| INPUT DATA |

== Segment start ==

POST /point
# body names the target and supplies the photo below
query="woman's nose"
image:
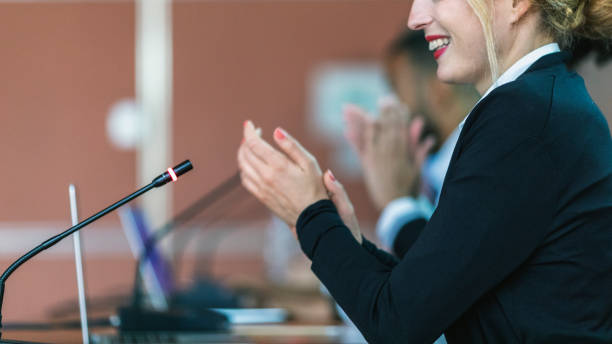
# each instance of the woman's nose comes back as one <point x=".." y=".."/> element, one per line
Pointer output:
<point x="420" y="15"/>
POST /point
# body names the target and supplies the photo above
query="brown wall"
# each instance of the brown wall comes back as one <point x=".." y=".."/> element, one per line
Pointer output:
<point x="64" y="63"/>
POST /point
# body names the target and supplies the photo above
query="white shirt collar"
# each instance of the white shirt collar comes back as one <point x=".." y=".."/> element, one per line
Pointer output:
<point x="518" y="68"/>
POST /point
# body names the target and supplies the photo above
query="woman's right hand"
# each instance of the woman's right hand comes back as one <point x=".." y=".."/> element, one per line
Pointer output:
<point x="338" y="195"/>
<point x="389" y="148"/>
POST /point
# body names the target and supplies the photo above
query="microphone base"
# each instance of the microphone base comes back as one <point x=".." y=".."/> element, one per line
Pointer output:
<point x="175" y="320"/>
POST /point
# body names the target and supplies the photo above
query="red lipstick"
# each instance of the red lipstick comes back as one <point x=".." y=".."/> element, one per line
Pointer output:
<point x="439" y="52"/>
<point x="434" y="37"/>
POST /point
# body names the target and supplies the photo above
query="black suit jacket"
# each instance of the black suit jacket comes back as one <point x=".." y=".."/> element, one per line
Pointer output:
<point x="519" y="249"/>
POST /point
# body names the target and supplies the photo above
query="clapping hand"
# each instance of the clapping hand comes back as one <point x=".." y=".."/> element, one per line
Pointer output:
<point x="289" y="180"/>
<point x="390" y="149"/>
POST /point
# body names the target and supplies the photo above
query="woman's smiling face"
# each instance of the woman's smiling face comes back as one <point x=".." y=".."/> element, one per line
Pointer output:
<point x="456" y="39"/>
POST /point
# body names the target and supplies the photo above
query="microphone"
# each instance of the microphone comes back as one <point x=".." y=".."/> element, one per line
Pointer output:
<point x="171" y="174"/>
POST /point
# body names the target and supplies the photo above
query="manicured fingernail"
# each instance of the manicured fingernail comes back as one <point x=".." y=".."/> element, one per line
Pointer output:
<point x="279" y="133"/>
<point x="331" y="176"/>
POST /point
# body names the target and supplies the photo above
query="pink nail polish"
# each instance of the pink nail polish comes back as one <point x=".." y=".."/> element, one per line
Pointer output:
<point x="279" y="133"/>
<point x="331" y="176"/>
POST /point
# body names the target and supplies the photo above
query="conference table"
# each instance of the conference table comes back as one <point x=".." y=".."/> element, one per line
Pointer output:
<point x="255" y="334"/>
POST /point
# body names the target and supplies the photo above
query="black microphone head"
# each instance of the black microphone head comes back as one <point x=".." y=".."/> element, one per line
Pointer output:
<point x="182" y="168"/>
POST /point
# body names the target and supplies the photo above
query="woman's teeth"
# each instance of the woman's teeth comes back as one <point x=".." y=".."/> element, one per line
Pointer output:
<point x="438" y="43"/>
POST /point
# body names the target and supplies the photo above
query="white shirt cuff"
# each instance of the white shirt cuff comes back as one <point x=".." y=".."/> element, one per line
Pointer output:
<point x="399" y="212"/>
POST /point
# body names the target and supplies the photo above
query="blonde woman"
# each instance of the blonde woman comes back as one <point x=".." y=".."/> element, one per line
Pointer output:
<point x="519" y="249"/>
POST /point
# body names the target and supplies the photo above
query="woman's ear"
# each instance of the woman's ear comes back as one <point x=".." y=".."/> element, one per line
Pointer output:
<point x="519" y="9"/>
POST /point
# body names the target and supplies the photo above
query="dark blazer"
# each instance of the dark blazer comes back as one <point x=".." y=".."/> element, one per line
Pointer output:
<point x="519" y="249"/>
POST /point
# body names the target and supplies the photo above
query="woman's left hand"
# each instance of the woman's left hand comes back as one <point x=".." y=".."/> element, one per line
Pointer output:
<point x="286" y="183"/>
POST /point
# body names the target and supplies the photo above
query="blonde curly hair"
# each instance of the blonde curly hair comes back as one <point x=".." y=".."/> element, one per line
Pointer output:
<point x="565" y="21"/>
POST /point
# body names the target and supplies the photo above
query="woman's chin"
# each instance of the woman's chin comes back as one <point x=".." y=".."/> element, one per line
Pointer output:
<point x="450" y="76"/>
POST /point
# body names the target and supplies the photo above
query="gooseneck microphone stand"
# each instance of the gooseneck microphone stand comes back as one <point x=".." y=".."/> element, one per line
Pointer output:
<point x="194" y="209"/>
<point x="170" y="175"/>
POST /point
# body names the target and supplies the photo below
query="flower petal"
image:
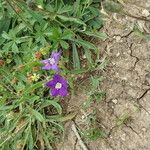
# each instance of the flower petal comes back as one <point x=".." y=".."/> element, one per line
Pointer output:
<point x="57" y="77"/>
<point x="54" y="92"/>
<point x="55" y="67"/>
<point x="64" y="83"/>
<point x="63" y="92"/>
<point x="47" y="67"/>
<point x="51" y="84"/>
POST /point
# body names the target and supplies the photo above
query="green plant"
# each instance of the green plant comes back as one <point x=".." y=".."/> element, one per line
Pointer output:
<point x="30" y="30"/>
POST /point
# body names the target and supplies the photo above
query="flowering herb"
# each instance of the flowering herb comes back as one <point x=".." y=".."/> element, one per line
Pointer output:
<point x="52" y="62"/>
<point x="58" y="86"/>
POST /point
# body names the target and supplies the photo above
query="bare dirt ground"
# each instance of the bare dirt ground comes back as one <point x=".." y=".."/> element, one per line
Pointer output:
<point x="125" y="113"/>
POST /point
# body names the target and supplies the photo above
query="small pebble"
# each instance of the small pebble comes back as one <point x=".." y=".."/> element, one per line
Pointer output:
<point x="115" y="101"/>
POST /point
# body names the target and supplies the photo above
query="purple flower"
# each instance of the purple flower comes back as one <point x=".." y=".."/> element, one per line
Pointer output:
<point x="52" y="62"/>
<point x="58" y="86"/>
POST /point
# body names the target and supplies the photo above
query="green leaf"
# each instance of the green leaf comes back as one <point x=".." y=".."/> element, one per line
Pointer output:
<point x="15" y="48"/>
<point x="84" y="43"/>
<point x="37" y="115"/>
<point x="88" y="56"/>
<point x="76" y="60"/>
<point x="97" y="34"/>
<point x="53" y="103"/>
<point x="71" y="19"/>
<point x="5" y="36"/>
<point x="64" y="44"/>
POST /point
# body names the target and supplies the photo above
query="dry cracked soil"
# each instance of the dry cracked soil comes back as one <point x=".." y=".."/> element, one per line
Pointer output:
<point x="125" y="113"/>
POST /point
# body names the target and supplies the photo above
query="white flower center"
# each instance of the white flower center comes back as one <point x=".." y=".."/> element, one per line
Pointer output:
<point x="51" y="61"/>
<point x="58" y="85"/>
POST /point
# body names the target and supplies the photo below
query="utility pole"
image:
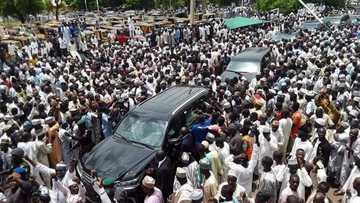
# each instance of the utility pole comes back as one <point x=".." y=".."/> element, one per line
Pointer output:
<point x="85" y="5"/>
<point x="192" y="11"/>
<point x="311" y="12"/>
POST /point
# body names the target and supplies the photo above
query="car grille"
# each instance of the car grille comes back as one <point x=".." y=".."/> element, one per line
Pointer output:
<point x="87" y="181"/>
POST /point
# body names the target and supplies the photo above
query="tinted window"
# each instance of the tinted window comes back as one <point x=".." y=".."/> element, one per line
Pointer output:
<point x="142" y="129"/>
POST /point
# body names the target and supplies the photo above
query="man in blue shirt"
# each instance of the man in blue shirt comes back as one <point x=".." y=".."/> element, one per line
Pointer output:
<point x="200" y="129"/>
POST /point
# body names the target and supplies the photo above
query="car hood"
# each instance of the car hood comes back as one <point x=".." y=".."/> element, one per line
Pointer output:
<point x="114" y="158"/>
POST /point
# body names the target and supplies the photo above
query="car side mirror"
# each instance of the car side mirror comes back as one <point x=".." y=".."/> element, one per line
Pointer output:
<point x="174" y="141"/>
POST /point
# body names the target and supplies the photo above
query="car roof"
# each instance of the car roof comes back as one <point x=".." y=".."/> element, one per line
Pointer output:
<point x="170" y="101"/>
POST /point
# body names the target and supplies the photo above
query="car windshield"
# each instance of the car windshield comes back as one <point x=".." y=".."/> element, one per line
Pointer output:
<point x="142" y="130"/>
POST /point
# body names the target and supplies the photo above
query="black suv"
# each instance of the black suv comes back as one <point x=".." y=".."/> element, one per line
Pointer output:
<point x="150" y="127"/>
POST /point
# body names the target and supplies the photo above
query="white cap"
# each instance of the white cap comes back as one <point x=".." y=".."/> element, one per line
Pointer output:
<point x="180" y="172"/>
<point x="148" y="182"/>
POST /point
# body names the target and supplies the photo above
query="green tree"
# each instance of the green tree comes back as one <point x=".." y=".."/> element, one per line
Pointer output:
<point x="335" y="3"/>
<point x="285" y="6"/>
<point x="20" y="9"/>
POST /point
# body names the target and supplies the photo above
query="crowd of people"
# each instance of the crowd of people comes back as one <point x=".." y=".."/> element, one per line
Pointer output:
<point x="263" y="140"/>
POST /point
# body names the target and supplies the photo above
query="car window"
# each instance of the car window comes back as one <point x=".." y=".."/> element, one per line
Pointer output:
<point x="142" y="129"/>
<point x="176" y="123"/>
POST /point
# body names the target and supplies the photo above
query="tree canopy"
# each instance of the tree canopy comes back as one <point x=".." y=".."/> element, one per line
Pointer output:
<point x="21" y="8"/>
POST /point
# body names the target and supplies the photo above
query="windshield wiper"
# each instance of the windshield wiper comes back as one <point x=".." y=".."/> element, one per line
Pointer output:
<point x="124" y="138"/>
<point x="143" y="144"/>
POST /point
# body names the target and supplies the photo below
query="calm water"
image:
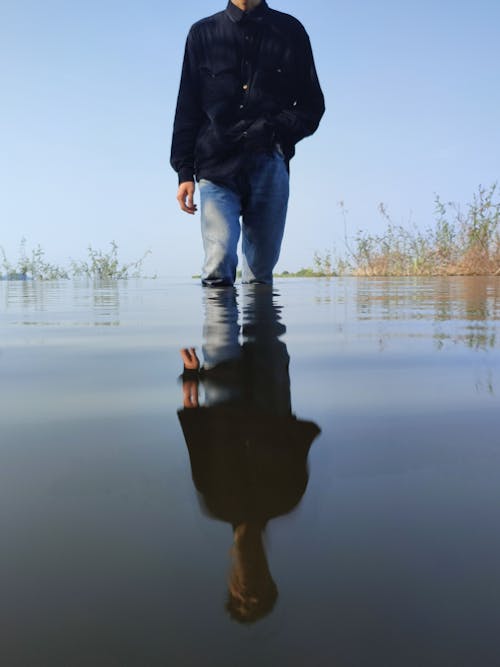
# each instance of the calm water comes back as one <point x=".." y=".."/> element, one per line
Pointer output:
<point x="325" y="491"/>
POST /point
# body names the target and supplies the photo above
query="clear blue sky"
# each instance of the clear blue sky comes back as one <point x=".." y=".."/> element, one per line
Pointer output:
<point x="88" y="90"/>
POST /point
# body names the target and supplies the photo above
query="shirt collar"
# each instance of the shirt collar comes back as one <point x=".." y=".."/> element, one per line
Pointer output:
<point x="236" y="14"/>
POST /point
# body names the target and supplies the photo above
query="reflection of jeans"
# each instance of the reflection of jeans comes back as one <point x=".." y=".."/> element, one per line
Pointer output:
<point x="260" y="196"/>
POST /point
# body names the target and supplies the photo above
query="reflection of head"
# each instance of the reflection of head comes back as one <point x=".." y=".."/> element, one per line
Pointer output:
<point x="248" y="451"/>
<point x="252" y="591"/>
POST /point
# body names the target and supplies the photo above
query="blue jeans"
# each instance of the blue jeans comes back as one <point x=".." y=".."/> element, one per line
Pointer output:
<point x="260" y="197"/>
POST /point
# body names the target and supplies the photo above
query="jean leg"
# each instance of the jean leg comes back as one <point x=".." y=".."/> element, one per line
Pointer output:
<point x="220" y="230"/>
<point x="264" y="217"/>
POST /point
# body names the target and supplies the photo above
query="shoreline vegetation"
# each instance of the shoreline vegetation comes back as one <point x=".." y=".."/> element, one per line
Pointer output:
<point x="99" y="265"/>
<point x="461" y="241"/>
<point x="464" y="242"/>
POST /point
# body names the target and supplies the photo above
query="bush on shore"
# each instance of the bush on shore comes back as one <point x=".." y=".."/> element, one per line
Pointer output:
<point x="98" y="265"/>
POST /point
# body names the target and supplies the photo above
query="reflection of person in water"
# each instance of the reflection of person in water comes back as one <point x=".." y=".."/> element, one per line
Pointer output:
<point x="248" y="452"/>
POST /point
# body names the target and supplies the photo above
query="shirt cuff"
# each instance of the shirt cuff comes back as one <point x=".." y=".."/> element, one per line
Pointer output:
<point x="185" y="174"/>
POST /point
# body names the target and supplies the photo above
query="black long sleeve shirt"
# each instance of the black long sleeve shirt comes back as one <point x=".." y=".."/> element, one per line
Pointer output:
<point x="248" y="83"/>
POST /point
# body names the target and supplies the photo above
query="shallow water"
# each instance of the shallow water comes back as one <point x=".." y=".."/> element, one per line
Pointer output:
<point x="335" y="465"/>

== Segment end ==

| EXERCISE REQUIREMENTS |
For every line of the material that holds the word "water", make a copy.

| RESULT BELOW |
query="calm water"
# each instance of the calm water comes back as one <point x=".." y=".."/> element, one per line
query="reflection of person in water"
# each instance of the reflection of person in water comes back as one <point x=".." y=".."/> element, one per line
query="shallow water"
# each instance of the shallow water comes back as one <point x=".." y=".."/> element, one per line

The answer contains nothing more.